• [YOUR TASK]
Nothing but the lines from the one containing "Query: white interior door" through the end of the material should be restated, and each exactly.

• [DATA SHOWN]

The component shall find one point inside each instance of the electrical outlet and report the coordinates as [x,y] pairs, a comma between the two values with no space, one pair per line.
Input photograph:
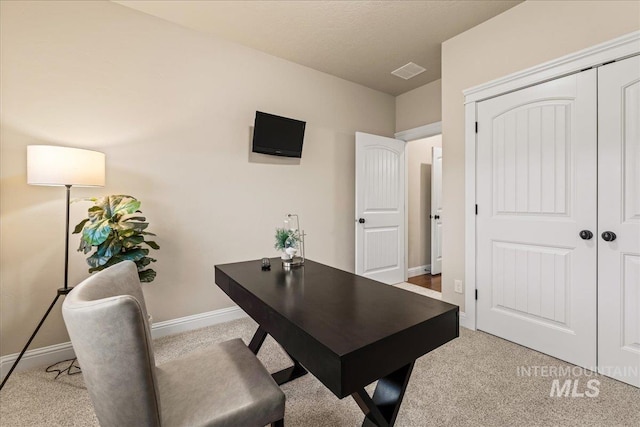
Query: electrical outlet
[457,284]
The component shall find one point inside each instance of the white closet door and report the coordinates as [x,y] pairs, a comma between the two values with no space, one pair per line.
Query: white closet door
[380,200]
[536,191]
[619,213]
[436,210]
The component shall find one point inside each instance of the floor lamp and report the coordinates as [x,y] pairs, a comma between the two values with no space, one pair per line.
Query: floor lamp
[61,166]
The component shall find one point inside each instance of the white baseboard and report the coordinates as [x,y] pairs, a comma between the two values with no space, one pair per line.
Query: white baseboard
[197,321]
[418,271]
[44,356]
[465,322]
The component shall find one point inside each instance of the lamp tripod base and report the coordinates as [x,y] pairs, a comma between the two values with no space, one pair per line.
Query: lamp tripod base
[60,292]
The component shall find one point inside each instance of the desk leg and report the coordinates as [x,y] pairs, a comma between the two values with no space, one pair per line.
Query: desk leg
[382,409]
[257,340]
[285,375]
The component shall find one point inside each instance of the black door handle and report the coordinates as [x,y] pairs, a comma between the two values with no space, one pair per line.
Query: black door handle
[586,235]
[609,236]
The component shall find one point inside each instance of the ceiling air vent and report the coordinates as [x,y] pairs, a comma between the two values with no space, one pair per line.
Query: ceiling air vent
[408,71]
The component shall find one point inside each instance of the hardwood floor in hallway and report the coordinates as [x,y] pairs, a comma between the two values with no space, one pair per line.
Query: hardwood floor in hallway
[427,281]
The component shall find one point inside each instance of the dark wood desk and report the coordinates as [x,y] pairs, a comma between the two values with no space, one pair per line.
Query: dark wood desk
[349,331]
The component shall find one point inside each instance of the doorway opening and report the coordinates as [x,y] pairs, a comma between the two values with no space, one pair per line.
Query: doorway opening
[423,212]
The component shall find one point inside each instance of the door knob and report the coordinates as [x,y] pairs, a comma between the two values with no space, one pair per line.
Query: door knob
[586,235]
[609,236]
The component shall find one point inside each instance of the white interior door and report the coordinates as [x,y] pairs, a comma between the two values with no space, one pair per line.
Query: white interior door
[536,191]
[619,213]
[380,208]
[436,210]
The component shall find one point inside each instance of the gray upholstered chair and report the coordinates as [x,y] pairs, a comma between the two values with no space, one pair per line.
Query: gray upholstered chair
[224,385]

• [TASK ANSWER]
Query: white interior door
[536,191]
[619,213]
[380,208]
[436,210]
The component shall find one point inside each instance of the gray upholstered chair and report the coordinates as [x,y] pairs, a comma between the two values with no space, one pair per line.
Query: gray upholstered chair
[224,385]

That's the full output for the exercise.